* **Aim**
Reproduce the records below, changing every "whole pixels" to "integer pixels" and keeping everything else as it is. Leave out the pictures.

======== Dataset ========

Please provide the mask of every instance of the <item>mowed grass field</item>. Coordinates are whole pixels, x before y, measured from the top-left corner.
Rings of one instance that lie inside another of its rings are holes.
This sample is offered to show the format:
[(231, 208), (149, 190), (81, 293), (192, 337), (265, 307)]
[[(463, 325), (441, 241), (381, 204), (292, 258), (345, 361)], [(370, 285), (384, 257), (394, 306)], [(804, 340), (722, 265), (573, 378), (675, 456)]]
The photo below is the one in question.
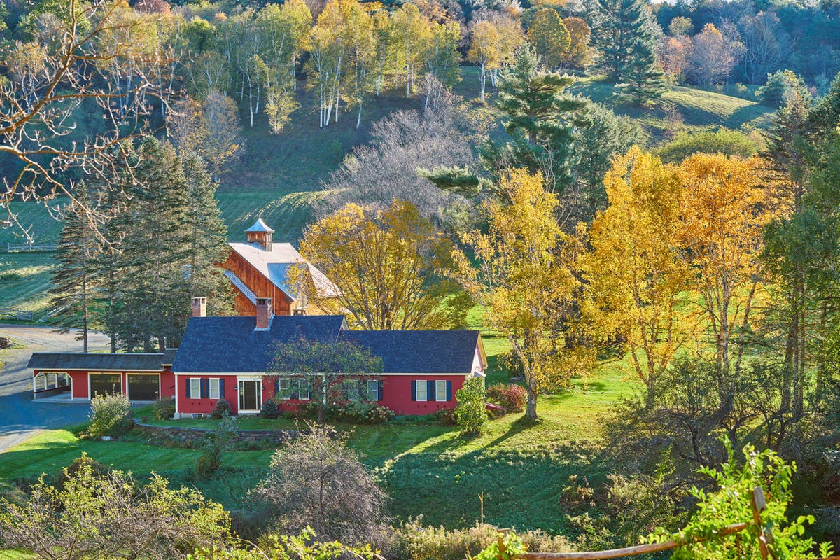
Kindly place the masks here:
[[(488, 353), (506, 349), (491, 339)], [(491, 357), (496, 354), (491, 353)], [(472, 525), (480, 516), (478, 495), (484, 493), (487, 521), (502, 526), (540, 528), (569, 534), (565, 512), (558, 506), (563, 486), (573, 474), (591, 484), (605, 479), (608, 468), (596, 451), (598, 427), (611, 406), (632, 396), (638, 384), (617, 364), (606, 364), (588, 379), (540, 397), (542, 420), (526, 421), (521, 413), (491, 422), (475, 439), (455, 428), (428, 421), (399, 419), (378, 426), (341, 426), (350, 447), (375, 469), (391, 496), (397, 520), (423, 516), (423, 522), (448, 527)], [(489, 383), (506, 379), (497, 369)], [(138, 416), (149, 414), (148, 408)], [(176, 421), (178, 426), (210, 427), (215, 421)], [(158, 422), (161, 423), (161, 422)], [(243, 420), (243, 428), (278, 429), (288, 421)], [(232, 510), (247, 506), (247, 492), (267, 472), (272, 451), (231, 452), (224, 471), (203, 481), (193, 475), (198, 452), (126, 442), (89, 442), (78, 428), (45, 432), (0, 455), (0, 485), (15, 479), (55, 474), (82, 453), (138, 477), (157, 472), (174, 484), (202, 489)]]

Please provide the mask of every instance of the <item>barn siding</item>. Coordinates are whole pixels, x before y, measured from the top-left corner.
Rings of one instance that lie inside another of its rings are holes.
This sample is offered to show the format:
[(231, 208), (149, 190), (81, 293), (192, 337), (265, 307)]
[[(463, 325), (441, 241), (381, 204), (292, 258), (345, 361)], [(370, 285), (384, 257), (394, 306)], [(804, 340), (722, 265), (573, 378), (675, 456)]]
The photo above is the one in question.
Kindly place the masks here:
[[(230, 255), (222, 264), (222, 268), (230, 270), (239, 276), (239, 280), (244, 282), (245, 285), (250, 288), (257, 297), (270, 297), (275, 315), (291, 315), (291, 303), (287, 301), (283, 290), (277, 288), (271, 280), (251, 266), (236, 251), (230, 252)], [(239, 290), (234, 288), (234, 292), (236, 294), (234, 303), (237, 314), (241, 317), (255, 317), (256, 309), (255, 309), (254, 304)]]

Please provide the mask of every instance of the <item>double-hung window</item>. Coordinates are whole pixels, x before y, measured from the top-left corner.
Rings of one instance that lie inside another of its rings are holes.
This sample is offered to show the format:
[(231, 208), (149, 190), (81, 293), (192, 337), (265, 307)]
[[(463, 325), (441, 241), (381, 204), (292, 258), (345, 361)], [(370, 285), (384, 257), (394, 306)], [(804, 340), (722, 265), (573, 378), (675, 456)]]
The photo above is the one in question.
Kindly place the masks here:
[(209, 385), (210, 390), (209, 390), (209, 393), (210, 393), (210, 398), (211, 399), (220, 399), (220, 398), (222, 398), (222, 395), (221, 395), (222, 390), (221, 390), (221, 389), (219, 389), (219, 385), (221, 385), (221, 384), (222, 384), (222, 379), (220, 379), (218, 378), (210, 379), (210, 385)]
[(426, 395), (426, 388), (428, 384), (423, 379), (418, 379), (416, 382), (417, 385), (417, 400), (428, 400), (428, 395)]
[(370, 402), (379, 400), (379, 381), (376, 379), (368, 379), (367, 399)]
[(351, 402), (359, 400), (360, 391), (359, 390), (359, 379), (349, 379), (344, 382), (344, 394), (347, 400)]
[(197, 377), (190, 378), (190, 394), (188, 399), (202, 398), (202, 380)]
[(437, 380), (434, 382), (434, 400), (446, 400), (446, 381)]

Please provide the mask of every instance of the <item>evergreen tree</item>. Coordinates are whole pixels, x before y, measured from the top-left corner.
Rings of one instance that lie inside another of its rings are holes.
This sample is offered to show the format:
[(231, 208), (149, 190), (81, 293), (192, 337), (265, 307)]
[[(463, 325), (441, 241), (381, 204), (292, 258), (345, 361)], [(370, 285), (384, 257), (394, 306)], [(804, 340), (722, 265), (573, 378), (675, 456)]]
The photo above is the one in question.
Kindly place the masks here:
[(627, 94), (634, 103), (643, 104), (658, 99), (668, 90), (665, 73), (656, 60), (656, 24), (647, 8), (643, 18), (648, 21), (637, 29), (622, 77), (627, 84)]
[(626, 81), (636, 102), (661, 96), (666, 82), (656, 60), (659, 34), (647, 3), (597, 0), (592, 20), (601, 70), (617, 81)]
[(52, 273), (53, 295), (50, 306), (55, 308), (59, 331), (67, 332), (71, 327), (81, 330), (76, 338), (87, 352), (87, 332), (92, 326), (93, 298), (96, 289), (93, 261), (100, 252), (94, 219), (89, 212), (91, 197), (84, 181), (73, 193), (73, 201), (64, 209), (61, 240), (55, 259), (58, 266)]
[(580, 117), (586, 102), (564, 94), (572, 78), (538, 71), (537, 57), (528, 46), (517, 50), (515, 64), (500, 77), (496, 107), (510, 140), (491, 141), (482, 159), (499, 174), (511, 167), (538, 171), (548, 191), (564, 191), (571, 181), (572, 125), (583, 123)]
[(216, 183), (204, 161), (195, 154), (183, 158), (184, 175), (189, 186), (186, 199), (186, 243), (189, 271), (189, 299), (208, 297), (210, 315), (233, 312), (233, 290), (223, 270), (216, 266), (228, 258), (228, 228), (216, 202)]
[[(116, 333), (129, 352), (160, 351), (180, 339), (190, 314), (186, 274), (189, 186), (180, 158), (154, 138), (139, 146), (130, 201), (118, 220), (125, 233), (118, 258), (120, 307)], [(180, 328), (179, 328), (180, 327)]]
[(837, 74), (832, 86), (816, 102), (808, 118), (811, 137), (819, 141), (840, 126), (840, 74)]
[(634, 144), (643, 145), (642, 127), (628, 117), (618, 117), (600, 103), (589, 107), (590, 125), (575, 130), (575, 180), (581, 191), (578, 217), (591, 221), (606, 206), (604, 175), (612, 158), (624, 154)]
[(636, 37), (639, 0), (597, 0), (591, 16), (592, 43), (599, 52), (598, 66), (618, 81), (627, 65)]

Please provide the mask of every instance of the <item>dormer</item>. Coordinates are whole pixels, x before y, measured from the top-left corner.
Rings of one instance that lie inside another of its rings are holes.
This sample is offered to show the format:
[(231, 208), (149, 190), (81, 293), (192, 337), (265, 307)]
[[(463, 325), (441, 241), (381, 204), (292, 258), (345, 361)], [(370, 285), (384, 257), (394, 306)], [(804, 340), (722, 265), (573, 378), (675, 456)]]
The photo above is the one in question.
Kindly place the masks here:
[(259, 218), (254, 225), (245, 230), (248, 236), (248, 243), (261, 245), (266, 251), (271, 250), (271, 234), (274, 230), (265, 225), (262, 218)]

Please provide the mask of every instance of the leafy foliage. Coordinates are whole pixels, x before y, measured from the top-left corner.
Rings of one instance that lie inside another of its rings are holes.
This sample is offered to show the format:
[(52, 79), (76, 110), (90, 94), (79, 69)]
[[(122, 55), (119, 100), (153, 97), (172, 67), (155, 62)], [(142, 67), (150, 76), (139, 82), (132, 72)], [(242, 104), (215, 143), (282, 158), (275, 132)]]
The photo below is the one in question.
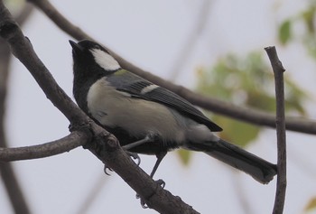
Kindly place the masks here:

========

* **Result**
Please provide the mask of every instance of the <item>mowed grass field</item>. Coordinates are integer pixels, x before y, measured from the top-left corner.
Rings of one instance that lie inside another of its rings are holes.
This sample is offered to show the format:
[(231, 208), (149, 190), (81, 293), (192, 337), (265, 307)]
[[(463, 325), (441, 241), (381, 204), (292, 258), (345, 361)], [(370, 285), (384, 257), (394, 306)], [(804, 340), (722, 265), (573, 378), (675, 456)]]
The photo below is the one in question.
Kindly place the masks here:
[[(488, 353), (506, 349), (491, 339)], [(491, 357), (496, 354), (491, 353)], [(472, 525), (480, 516), (478, 495), (484, 493), (487, 521), (502, 526), (540, 528), (569, 534), (565, 512), (558, 506), (563, 486), (573, 474), (591, 484), (605, 479), (608, 468), (596, 451), (598, 427), (611, 406), (632, 396), (638, 384), (617, 364), (606, 364), (588, 379), (540, 397), (542, 420), (526, 421), (521, 413), (491, 422), (475, 439), (455, 428), (428, 421), (399, 419), (378, 426), (341, 426), (350, 447), (375, 469), (391, 496), (397, 520), (423, 516), (423, 522), (448, 527)], [(489, 383), (506, 379), (497, 369)], [(138, 416), (149, 414), (148, 408)], [(176, 421), (178, 426), (210, 427), (215, 421)], [(158, 422), (161, 423), (161, 422)], [(243, 420), (243, 428), (278, 429), (288, 421)], [(232, 510), (247, 506), (247, 492), (267, 472), (272, 451), (231, 452), (224, 471), (203, 481), (193, 475), (198, 452), (126, 442), (89, 442), (78, 428), (45, 432), (0, 455), (0, 485), (15, 479), (55, 474), (82, 453), (138, 477), (157, 472), (174, 484), (202, 489)]]

Please provide the mask of every instance of the <item>barn siding</item>. Coordinates are integer pixels, x before y, measured from the top-left corner.
Rings of one instance that lie inside another of its rings are holes.
This sample is offered to show the format:
[(231, 208), (149, 190), (81, 293), (192, 337), (265, 307)]
[[(463, 325), (441, 241), (381, 204), (292, 258), (345, 361)], [(370, 285), (384, 257), (394, 306)], [(804, 340), (722, 265), (573, 378), (675, 456)]]
The photo above is the one in question.
Kindly place the masks here:
[[(230, 255), (222, 264), (222, 268), (230, 270), (239, 276), (239, 280), (244, 282), (245, 285), (250, 288), (257, 297), (270, 297), (275, 315), (291, 315), (291, 303), (287, 301), (283, 290), (277, 288), (271, 280), (251, 266), (236, 251), (230, 252)], [(239, 290), (234, 288), (234, 292), (236, 294), (234, 303), (237, 314), (241, 317), (255, 317), (256, 309), (255, 309), (254, 304)]]

Please provide the mask of every instance of the <item>double-hung window</item>. Coordinates are integer pixels, x before y, measured from the top-left corner.
Rings of one instance that lie inside another of its rings are holes.
This sample is offered to show the format:
[(231, 208), (149, 190), (81, 293), (192, 337), (265, 307)]
[[(463, 325), (441, 241), (381, 204), (292, 258), (345, 361)], [(370, 285), (384, 257), (394, 306)], [(804, 340), (722, 265), (573, 378), (675, 456)]]
The photo above is the one in question.
Kindly place the masks here:
[(209, 385), (210, 390), (209, 390), (209, 393), (210, 393), (210, 398), (211, 399), (220, 399), (220, 398), (222, 398), (222, 395), (221, 395), (222, 390), (221, 390), (221, 389), (219, 389), (219, 385), (221, 385), (221, 384), (222, 384), (222, 379), (220, 379), (218, 378), (210, 379), (210, 385)]
[(426, 395), (426, 388), (428, 384), (423, 379), (418, 379), (416, 382), (417, 385), (417, 400), (428, 400), (428, 395)]
[(370, 402), (379, 400), (379, 381), (376, 379), (368, 379), (367, 399)]
[(351, 402), (359, 400), (360, 391), (359, 390), (359, 379), (349, 379), (344, 382), (344, 394), (347, 400)]
[(197, 377), (190, 378), (190, 394), (188, 399), (202, 398), (202, 380)]
[(437, 380), (434, 382), (434, 400), (446, 400), (446, 381)]

Please provide the mask of every instance of the <item>evergreen tree</item>. Coordinates are integer pixels, x before y, measured from the top-left corner.
Rings of one instance that lie inside another of its rings are holes.
This sample is offered to show the format:
[(231, 208), (149, 190), (81, 293), (192, 337), (265, 307)]
[[(463, 325), (441, 241), (381, 204), (292, 258), (345, 361)], [(370, 285), (384, 257), (394, 306)], [(804, 340), (722, 265), (573, 378), (675, 456)]]
The photo above is the one in question.
Kindly place the masks here:
[(627, 94), (634, 103), (643, 104), (658, 99), (668, 90), (665, 73), (656, 60), (656, 24), (647, 8), (643, 18), (648, 21), (637, 29), (622, 77), (627, 84)]
[(626, 81), (636, 102), (661, 96), (666, 82), (656, 60), (659, 34), (647, 3), (597, 0), (592, 20), (601, 70), (617, 81)]
[(52, 273), (53, 295), (50, 306), (55, 308), (59, 331), (67, 332), (71, 327), (81, 330), (76, 338), (87, 352), (87, 332), (92, 326), (93, 298), (96, 289), (93, 261), (100, 252), (94, 219), (89, 212), (91, 197), (84, 181), (73, 193), (73, 201), (64, 209), (61, 240), (55, 259), (58, 266)]
[(580, 117), (586, 102), (564, 94), (572, 78), (538, 71), (537, 57), (528, 46), (517, 50), (515, 64), (500, 77), (496, 107), (510, 140), (491, 141), (482, 159), (499, 174), (511, 167), (538, 171), (548, 191), (564, 191), (571, 181), (572, 125), (583, 123)]
[(216, 183), (204, 161), (195, 154), (183, 158), (184, 175), (189, 186), (186, 199), (186, 243), (189, 271), (189, 299), (208, 297), (210, 315), (233, 312), (233, 290), (223, 270), (216, 266), (228, 258), (228, 228), (216, 202)]
[[(116, 333), (129, 352), (160, 351), (180, 339), (190, 314), (186, 274), (189, 186), (180, 158), (154, 138), (139, 146), (130, 201), (118, 220), (125, 233), (118, 258), (120, 307)], [(180, 328), (179, 328), (180, 327)]]
[(837, 74), (832, 86), (816, 102), (808, 118), (811, 137), (819, 141), (840, 126), (840, 74)]
[(634, 144), (643, 145), (642, 127), (628, 117), (618, 117), (600, 103), (589, 107), (590, 125), (575, 130), (575, 180), (581, 191), (578, 217), (591, 221), (606, 206), (604, 175), (612, 158), (624, 154)]
[(636, 37), (639, 0), (597, 0), (591, 16), (592, 43), (599, 52), (598, 66), (618, 81), (627, 65)]

Please provide the mask of every instance of the <item>dormer</item>. Coordinates are integer pixels, x before y, measured from the top-left corner.
Rings of one instance that lie inside another of its rings are holes.
This sample is offered to show the format:
[(231, 208), (149, 190), (81, 293), (192, 337), (265, 307)]
[[(463, 325), (441, 241), (381, 204), (292, 258), (345, 361)], [(370, 285), (384, 257), (394, 306)], [(804, 340), (722, 265), (573, 378), (675, 456)]]
The photo above is the one in question.
Kindly place the masks here:
[(259, 218), (254, 225), (245, 230), (248, 236), (248, 243), (261, 245), (266, 251), (271, 250), (271, 234), (274, 230), (265, 225), (262, 218)]

Please provide the mask of every instance of the leafy foliage. Coordinates are integer pixels, x before y, measured from the top-left corner.
Rings of one instance that lie inside another of its rings are holes.
This sample is offered to show the format:
[(52, 79), (76, 110), (90, 94), (79, 69)]
[[(122, 55), (119, 100), (153, 97), (172, 67), (155, 62)], [(142, 67), (150, 76), (139, 82), (132, 72)], [(242, 104), (215, 143), (282, 158), (275, 132)]]
The photo below is the one in question.
Kindly place the masks here:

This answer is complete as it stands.